* TASK GOAL
Retype the data word for word, starting at its first line and stopping after the line that contains "171), (4, 166)]]". Leave the pictures out.

[Contour annotation data]
=-=-=-=-=

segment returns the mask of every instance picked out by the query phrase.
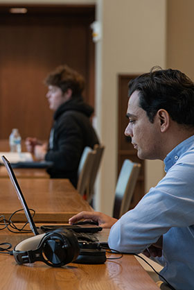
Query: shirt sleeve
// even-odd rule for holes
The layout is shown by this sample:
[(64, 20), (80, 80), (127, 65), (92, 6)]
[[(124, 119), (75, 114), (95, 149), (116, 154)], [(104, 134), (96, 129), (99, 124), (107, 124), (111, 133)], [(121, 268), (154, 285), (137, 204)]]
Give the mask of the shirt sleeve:
[(135, 208), (112, 226), (110, 248), (139, 253), (172, 227), (194, 224), (193, 159), (193, 154), (188, 154), (178, 160)]

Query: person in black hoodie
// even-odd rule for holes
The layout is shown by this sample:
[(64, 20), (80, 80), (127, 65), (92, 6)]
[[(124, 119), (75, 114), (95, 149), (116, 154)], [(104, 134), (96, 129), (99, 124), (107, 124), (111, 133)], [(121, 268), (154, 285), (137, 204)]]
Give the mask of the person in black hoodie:
[(26, 146), (38, 160), (53, 162), (51, 178), (69, 178), (76, 187), (78, 168), (85, 146), (99, 144), (89, 117), (94, 109), (83, 101), (83, 77), (67, 65), (60, 66), (46, 78), (46, 98), (54, 111), (48, 144), (28, 137)]

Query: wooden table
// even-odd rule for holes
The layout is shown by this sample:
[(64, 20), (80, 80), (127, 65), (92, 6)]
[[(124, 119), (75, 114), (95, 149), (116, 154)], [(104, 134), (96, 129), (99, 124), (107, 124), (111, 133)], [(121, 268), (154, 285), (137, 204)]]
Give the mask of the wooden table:
[[(0, 231), (0, 242), (13, 246), (26, 237)], [(1, 290), (159, 290), (134, 257), (127, 255), (104, 264), (52, 268), (37, 262), (18, 265), (12, 256), (0, 254), (0, 268)]]
[[(89, 204), (67, 179), (20, 178), (18, 182), (28, 207), (35, 210), (35, 222), (67, 223), (82, 210), (91, 210)], [(21, 205), (8, 178), (0, 179), (0, 212), (8, 219)], [(25, 221), (24, 212), (18, 213), (15, 221)]]
[[(25, 140), (21, 142), (22, 152), (26, 151)], [(0, 139), (0, 152), (9, 152), (9, 140)], [(43, 168), (17, 168), (13, 169), (17, 178), (49, 178), (50, 176), (47, 173), (45, 169)], [(6, 167), (0, 166), (0, 178), (8, 177)]]
[[(49, 174), (44, 169), (15, 168), (13, 169), (17, 178), (49, 178)], [(0, 166), (0, 178), (8, 178), (8, 171), (4, 166)]]

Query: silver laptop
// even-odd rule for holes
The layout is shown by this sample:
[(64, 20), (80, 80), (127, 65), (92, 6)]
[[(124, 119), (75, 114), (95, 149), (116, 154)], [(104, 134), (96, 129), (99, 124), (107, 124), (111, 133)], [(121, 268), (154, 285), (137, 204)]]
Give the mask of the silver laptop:
[[(12, 170), (12, 166), (10, 162), (6, 158), (5, 156), (1, 156), (3, 162), (7, 169), (10, 179), (15, 189), (17, 197), (20, 201), (22, 208), (24, 210), (25, 215), (27, 221), (29, 223), (30, 229), (35, 235), (42, 234), (48, 231), (52, 231), (57, 229), (65, 229), (71, 230), (73, 232), (74, 234), (78, 239), (91, 239), (93, 241), (96, 241), (100, 244), (103, 244), (105, 246), (107, 246), (107, 239), (109, 236), (109, 230), (103, 228), (98, 225), (42, 225), (40, 228), (37, 228), (33, 221), (33, 216), (30, 214), (26, 201), (24, 198), (24, 194), (22, 194), (21, 189), (19, 185), (16, 176)], [(102, 232), (101, 232), (102, 231)]]

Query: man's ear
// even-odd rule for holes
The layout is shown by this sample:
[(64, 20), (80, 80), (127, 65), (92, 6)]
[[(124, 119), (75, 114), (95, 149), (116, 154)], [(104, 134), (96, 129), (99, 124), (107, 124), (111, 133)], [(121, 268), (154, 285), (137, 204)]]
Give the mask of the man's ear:
[(168, 112), (166, 110), (160, 109), (157, 111), (157, 116), (159, 121), (161, 132), (166, 132), (170, 126), (170, 116)]
[(65, 93), (64, 93), (63, 96), (65, 98), (65, 101), (70, 100), (72, 96), (72, 89), (69, 88), (67, 89)]

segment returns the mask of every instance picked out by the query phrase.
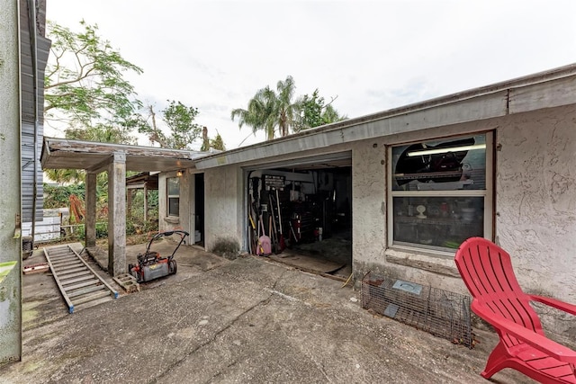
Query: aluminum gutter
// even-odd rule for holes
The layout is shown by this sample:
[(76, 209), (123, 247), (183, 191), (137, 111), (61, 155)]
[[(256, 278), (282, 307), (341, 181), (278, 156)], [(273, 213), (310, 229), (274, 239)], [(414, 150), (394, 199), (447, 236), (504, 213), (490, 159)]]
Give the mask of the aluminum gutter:
[[(570, 79), (570, 77), (574, 77)], [(568, 81), (568, 86), (564, 81)], [(560, 84), (562, 83), (562, 84)], [(544, 93), (544, 94), (543, 94)], [(550, 94), (553, 97), (546, 97)], [(205, 156), (197, 169), (576, 103), (576, 64)]]

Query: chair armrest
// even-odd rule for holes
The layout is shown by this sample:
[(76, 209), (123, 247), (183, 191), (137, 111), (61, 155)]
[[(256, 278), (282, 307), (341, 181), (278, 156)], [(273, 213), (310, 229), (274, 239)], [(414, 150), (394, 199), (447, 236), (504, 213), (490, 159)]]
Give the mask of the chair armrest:
[(544, 296), (538, 295), (528, 295), (531, 300), (538, 301), (543, 304), (545, 304), (549, 307), (555, 308), (556, 309), (562, 310), (571, 315), (576, 316), (576, 306), (570, 303), (565, 303), (563, 301), (557, 300), (552, 298), (545, 298)]
[(499, 331), (513, 335), (526, 344), (542, 351), (561, 362), (576, 364), (576, 352), (563, 346), (546, 336), (536, 334), (515, 322), (502, 317), (500, 315), (482, 307), (477, 301), (472, 301), (472, 309), (484, 320), (488, 321)]

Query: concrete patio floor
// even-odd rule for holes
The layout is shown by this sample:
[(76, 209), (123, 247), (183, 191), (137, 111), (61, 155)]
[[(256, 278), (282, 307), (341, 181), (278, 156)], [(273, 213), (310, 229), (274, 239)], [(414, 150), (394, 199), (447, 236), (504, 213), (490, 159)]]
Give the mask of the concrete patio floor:
[[(143, 249), (128, 246), (129, 263)], [(24, 275), (23, 357), (0, 383), (488, 382), (491, 332), (470, 350), (363, 309), (338, 281), (194, 246), (176, 258), (176, 275), (71, 315), (50, 273)]]

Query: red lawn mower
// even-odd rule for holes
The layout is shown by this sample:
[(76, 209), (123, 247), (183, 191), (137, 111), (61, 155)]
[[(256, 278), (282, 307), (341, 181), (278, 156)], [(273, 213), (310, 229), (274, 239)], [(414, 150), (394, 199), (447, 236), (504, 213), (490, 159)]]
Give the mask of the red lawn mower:
[[(180, 242), (172, 255), (168, 257), (161, 257), (159, 253), (150, 251), (150, 246), (152, 246), (154, 241), (172, 235), (180, 236)], [(174, 260), (174, 255), (188, 236), (190, 236), (190, 234), (183, 230), (173, 230), (156, 234), (148, 244), (146, 253), (138, 255), (138, 264), (128, 264), (130, 274), (134, 276), (138, 282), (146, 282), (169, 274), (176, 274), (176, 261)]]

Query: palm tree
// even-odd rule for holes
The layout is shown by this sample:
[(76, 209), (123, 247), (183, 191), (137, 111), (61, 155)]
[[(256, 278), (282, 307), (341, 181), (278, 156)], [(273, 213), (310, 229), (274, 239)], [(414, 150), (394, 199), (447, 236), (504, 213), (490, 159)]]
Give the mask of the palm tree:
[(240, 129), (246, 124), (252, 127), (254, 133), (264, 130), (268, 140), (274, 138), (276, 128), (280, 136), (286, 136), (299, 116), (299, 103), (292, 100), (295, 89), (293, 78), (288, 76), (286, 80), (277, 83), (277, 93), (269, 86), (258, 90), (248, 102), (248, 109), (232, 110), (230, 117), (238, 118)]

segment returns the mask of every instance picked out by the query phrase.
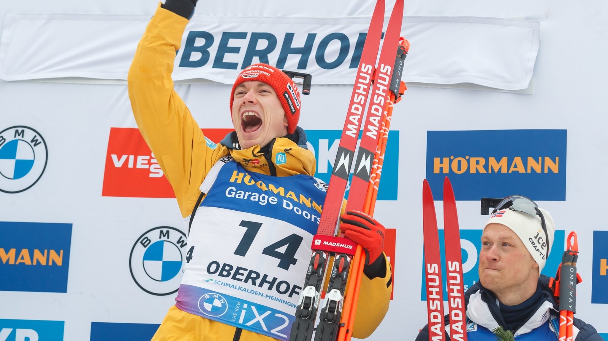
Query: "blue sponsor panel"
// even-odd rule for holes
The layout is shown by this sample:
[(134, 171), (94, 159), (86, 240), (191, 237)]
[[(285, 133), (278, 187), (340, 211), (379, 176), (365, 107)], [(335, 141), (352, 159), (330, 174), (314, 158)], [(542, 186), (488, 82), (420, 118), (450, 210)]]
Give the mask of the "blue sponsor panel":
[(72, 224), (0, 221), (0, 290), (66, 292)]
[(91, 323), (91, 341), (150, 341), (161, 325)]
[[(446, 253), (445, 242), (444, 241), (443, 230), (438, 230), (439, 232), (439, 249), (441, 253), (441, 279), (443, 281), (443, 299), (447, 300), (447, 289), (446, 285), (446, 279), (447, 278), (446, 272)], [(555, 272), (558, 271), (558, 266), (562, 261), (562, 254), (564, 249), (560, 246), (564, 243), (564, 232), (562, 230), (555, 231), (553, 248), (551, 249), (551, 254), (547, 260), (545, 268), (542, 269), (542, 274), (552, 277), (555, 276)], [(463, 279), (465, 285), (465, 291), (479, 280), (479, 252), (482, 249), (482, 230), (460, 230), (460, 247), (462, 250), (462, 268)], [(424, 275), (424, 256), (423, 253), (423, 273), (422, 273), (422, 286), (420, 290), (420, 299), (423, 301), (426, 300), (426, 277)]]
[(608, 303), (608, 231), (593, 231), (591, 303)]
[(63, 341), (63, 321), (0, 319), (2, 341)]
[(565, 200), (566, 137), (565, 130), (429, 131), (426, 178), (435, 200), (446, 176), (457, 200)]
[[(344, 112), (346, 115), (346, 111)], [(317, 173), (315, 177), (327, 183), (331, 177), (334, 161), (340, 144), (342, 130), (306, 130), (309, 148), (317, 159)], [(359, 138), (361, 138), (359, 133)], [(354, 158), (356, 160), (356, 157)], [(354, 164), (354, 162), (353, 162)], [(386, 152), (382, 169), (380, 187), (378, 189), (379, 200), (396, 200), (399, 174), (399, 130), (391, 130), (389, 133)], [(348, 184), (353, 175), (348, 178)], [(442, 181), (443, 180), (441, 180)], [(443, 183), (443, 182), (441, 183)], [(348, 187), (347, 187), (348, 195)]]

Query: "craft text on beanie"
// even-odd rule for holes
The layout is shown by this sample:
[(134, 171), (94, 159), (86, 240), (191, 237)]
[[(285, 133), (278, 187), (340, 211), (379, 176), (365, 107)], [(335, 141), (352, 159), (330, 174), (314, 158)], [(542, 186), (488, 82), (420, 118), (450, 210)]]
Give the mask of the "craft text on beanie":
[(232, 112), (234, 90), (238, 84), (247, 81), (259, 81), (274, 89), (278, 96), (287, 117), (287, 133), (294, 133), (300, 120), (300, 106), (302, 100), (295, 83), (280, 70), (267, 64), (254, 64), (245, 68), (234, 82), (230, 94), (230, 112)]

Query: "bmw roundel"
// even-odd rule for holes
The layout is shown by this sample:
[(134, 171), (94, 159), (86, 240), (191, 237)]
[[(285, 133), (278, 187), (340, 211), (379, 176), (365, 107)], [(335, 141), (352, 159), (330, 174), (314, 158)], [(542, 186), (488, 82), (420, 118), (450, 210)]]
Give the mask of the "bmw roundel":
[(153, 295), (176, 292), (181, 282), (187, 242), (184, 232), (170, 226), (154, 228), (140, 236), (129, 259), (136, 284)]
[(42, 177), (49, 150), (42, 135), (25, 126), (0, 132), (0, 191), (19, 193)]

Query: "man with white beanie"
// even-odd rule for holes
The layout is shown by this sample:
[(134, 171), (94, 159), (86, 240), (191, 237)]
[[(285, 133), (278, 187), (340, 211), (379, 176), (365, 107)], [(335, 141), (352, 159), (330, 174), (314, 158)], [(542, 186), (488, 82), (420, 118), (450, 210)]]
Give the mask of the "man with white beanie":
[[(508, 197), (496, 207), (483, 227), (479, 281), (465, 294), (468, 340), (496, 340), (491, 331), (498, 326), (517, 340), (558, 340), (558, 303), (549, 278), (541, 274), (552, 251), (553, 219), (521, 195)], [(573, 325), (575, 341), (602, 341), (591, 325), (576, 318)], [(428, 339), (427, 325), (416, 340)]]

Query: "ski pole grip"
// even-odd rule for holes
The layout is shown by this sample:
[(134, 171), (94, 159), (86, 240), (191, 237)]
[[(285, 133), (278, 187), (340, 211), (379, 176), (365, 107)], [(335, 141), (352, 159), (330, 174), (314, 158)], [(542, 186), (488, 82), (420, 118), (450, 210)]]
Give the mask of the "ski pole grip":
[(390, 88), (389, 90), (395, 94), (395, 98), (399, 98), (399, 93), (401, 86), (401, 75), (403, 73), (403, 62), (407, 56), (407, 51), (402, 45), (397, 47), (397, 56), (395, 58), (395, 66), (393, 67), (393, 74), (390, 79)]
[(559, 286), (559, 310), (576, 312), (576, 267), (562, 265)]
[(283, 72), (289, 76), (292, 79), (294, 77), (298, 78), (302, 78), (302, 95), (310, 95), (310, 84), (313, 81), (313, 75), (310, 73), (303, 73), (302, 72), (296, 72), (295, 71), (288, 71), (286, 70), (282, 70)]

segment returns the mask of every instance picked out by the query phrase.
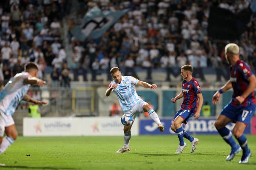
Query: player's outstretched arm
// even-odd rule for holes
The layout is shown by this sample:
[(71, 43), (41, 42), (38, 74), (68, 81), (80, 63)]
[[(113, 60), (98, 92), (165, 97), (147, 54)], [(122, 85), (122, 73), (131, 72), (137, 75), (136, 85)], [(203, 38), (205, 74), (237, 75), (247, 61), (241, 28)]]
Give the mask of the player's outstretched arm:
[(249, 85), (246, 90), (240, 96), (237, 96), (236, 99), (241, 104), (243, 102), (247, 97), (251, 94), (256, 88), (256, 77), (255, 75), (252, 75), (247, 79), (249, 82)]
[(24, 79), (24, 82), (30, 84), (37, 84), (40, 87), (42, 87), (46, 82), (44, 81), (37, 77), (28, 77)]
[(117, 85), (116, 84), (110, 84), (108, 88), (107, 89), (107, 90), (106, 90), (106, 96), (108, 97), (110, 95), (110, 94), (112, 92), (112, 90), (114, 88), (116, 88), (116, 87), (117, 87)]
[(217, 103), (217, 102), (219, 104), (219, 97), (221, 96), (221, 94), (228, 91), (231, 88), (232, 88), (232, 84), (230, 80), (227, 82), (225, 85), (221, 87), (220, 90), (217, 91), (217, 92), (213, 95), (212, 98), (212, 103), (216, 104)]
[(199, 100), (197, 109), (197, 111), (195, 113), (195, 118), (198, 118), (200, 116), (200, 111), (201, 110), (202, 105), (203, 105), (203, 97), (202, 93), (199, 93), (197, 95), (197, 96)]
[(27, 94), (25, 95), (25, 96), (24, 96), (24, 97), (23, 97), (22, 100), (24, 100), (25, 101), (27, 101), (29, 102), (33, 103), (35, 104), (37, 104), (39, 105), (47, 104), (47, 102), (46, 102), (46, 101), (36, 100), (31, 97), (30, 96)]
[(142, 82), (141, 81), (139, 81), (137, 83), (137, 84), (143, 87), (144, 88), (149, 88), (151, 89), (155, 89), (158, 87), (155, 84), (150, 84), (146, 82)]
[(174, 98), (172, 98), (172, 99), (171, 99), (171, 101), (173, 103), (175, 103), (175, 102), (176, 101), (176, 100), (178, 100), (178, 99), (179, 99), (182, 97), (183, 97), (183, 93), (182, 93), (182, 91), (181, 91), (179, 94), (179, 95), (178, 95), (177, 96), (176, 96), (176, 97), (174, 97)]

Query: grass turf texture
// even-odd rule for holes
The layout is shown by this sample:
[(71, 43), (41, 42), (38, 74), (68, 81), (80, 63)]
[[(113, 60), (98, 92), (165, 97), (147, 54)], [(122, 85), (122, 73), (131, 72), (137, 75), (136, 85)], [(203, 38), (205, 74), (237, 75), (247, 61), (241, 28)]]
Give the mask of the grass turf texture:
[(229, 146), (220, 136), (198, 135), (199, 142), (190, 153), (187, 144), (176, 155), (176, 136), (132, 136), (131, 151), (116, 151), (123, 146), (123, 137), (19, 137), (0, 155), (0, 169), (59, 170), (256, 170), (256, 136), (247, 135), (252, 152), (249, 163), (241, 165), (242, 152), (231, 161), (225, 158)]

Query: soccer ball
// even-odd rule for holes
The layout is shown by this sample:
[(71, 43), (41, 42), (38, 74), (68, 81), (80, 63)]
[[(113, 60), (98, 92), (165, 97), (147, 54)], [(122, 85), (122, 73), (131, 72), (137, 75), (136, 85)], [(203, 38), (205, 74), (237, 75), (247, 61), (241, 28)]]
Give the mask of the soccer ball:
[(121, 117), (121, 123), (125, 126), (131, 125), (133, 121), (132, 117), (128, 114), (123, 114)]

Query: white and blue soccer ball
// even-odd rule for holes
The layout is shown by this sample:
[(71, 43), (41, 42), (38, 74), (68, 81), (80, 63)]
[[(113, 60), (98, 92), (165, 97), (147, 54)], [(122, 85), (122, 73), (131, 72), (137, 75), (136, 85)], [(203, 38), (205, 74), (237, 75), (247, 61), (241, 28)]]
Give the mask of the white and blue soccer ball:
[(128, 114), (123, 114), (121, 117), (121, 123), (125, 126), (129, 126), (132, 125), (134, 120), (132, 116)]

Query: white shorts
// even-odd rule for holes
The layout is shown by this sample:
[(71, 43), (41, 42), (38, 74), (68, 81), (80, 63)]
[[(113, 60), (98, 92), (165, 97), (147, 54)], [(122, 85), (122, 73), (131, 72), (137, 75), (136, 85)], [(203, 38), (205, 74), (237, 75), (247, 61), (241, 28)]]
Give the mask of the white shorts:
[(5, 127), (14, 124), (14, 121), (11, 116), (7, 116), (0, 111), (0, 136), (4, 136)]
[(135, 104), (129, 110), (124, 112), (124, 114), (126, 114), (131, 116), (133, 119), (135, 120), (138, 114), (144, 112), (143, 105), (146, 104), (148, 104), (148, 103), (143, 100), (141, 100), (138, 103)]

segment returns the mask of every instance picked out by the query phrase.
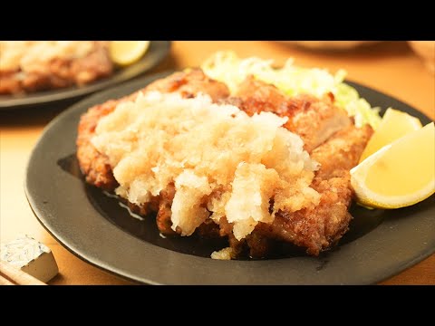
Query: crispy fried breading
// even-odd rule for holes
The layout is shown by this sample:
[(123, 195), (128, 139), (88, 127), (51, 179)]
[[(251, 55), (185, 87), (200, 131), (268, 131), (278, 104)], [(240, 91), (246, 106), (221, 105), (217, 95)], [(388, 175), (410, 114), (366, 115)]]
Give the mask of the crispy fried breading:
[[(252, 256), (266, 256), (269, 240), (289, 242), (316, 255), (336, 243), (348, 230), (352, 218), (348, 209), (353, 197), (349, 170), (358, 163), (372, 129), (370, 126), (357, 129), (344, 110), (334, 104), (331, 94), (323, 99), (305, 94), (289, 98), (275, 86), (250, 77), (240, 85), (236, 96), (228, 97), (229, 91), (225, 84), (210, 80), (200, 70), (176, 72), (141, 91), (177, 91), (185, 98), (203, 92), (210, 95), (214, 101), (236, 105), (250, 115), (266, 110), (286, 116), (285, 128), (301, 136), (305, 149), (321, 164), (311, 185), (321, 195), (318, 205), (294, 213), (279, 211), (272, 224), (259, 223), (242, 241), (234, 237), (233, 225), (226, 222), (225, 216), (219, 222), (220, 230), (209, 221), (198, 227), (198, 233), (203, 235), (219, 234), (228, 237), (233, 257), (246, 247)], [(137, 94), (97, 105), (82, 117), (77, 157), (87, 182), (107, 190), (117, 187), (108, 158), (95, 149), (91, 139), (102, 117), (111, 112), (120, 102), (134, 99)], [(172, 187), (161, 191), (150, 206), (130, 206), (142, 215), (157, 211), (160, 232), (174, 234), (170, 220), (174, 194)]]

=-=-=-=-=

* SOLUTION FOR THIS PROBLEM
segment returns the mask of every instance picked out by the query phrase.
Query: shirt sleeve
// even-odd rule for holes
The layout is shown by this sample:
[(64, 20), (80, 80), (127, 65), (92, 6)]
[[(124, 119), (75, 114), (95, 149), (116, 154)], [(104, 134), (96, 129), (99, 124), (107, 124), (111, 133)], [(121, 268), (154, 285), (137, 204)]]
Give the mask of the shirt sleeve:
[(135, 208), (112, 226), (110, 248), (139, 253), (172, 227), (194, 224), (193, 159), (193, 154), (188, 154), (178, 160)]

Query: person in black hoodie
// even-odd rule for holes
The layout is shown by this sample:
[(64, 20), (80, 80), (127, 65), (92, 6)]
[[(124, 119), (75, 114), (95, 149), (116, 154)], [(104, 134), (96, 129), (99, 124), (107, 124), (111, 133)], [(121, 268), (154, 285), (137, 204)]]
Give the mask of the person in black hoodie:
[(26, 146), (38, 160), (53, 162), (51, 178), (69, 178), (76, 187), (78, 168), (85, 146), (99, 144), (89, 117), (94, 109), (83, 101), (83, 77), (67, 65), (60, 66), (46, 78), (46, 98), (54, 111), (48, 144), (28, 137)]

Query: wooden table
// even-odd rule for holes
The layout is shown by this sample:
[(64, 20), (80, 80), (127, 65), (92, 6)]
[[(124, 119), (75, 114), (95, 149), (116, 154)], [(104, 134), (96, 129), (99, 124), (107, 124), (111, 133)], [(121, 268), (154, 285), (137, 204)]]
Give the mask of the wooden table:
[[(0, 231), (0, 242), (13, 246), (26, 237)], [(1, 290), (159, 290), (134, 257), (127, 255), (104, 264), (52, 268), (37, 262), (18, 265), (12, 256), (0, 254), (0, 268)]]
[[(89, 204), (67, 179), (20, 178), (18, 182), (28, 207), (35, 210), (35, 222), (67, 223), (82, 210), (91, 210)], [(21, 205), (8, 178), (0, 179), (0, 212), (8, 219)], [(25, 221), (24, 212), (18, 213), (15, 221)]]
[[(25, 140), (21, 142), (22, 152), (26, 151)], [(0, 139), (0, 152), (9, 152), (9, 140)], [(43, 168), (17, 168), (13, 169), (17, 178), (49, 178), (50, 176), (47, 173), (45, 169)], [(6, 167), (0, 166), (0, 178), (8, 177)]]
[[(49, 174), (44, 169), (15, 168), (13, 169), (17, 178), (49, 178)], [(0, 166), (0, 178), (8, 178), (8, 171), (4, 166)]]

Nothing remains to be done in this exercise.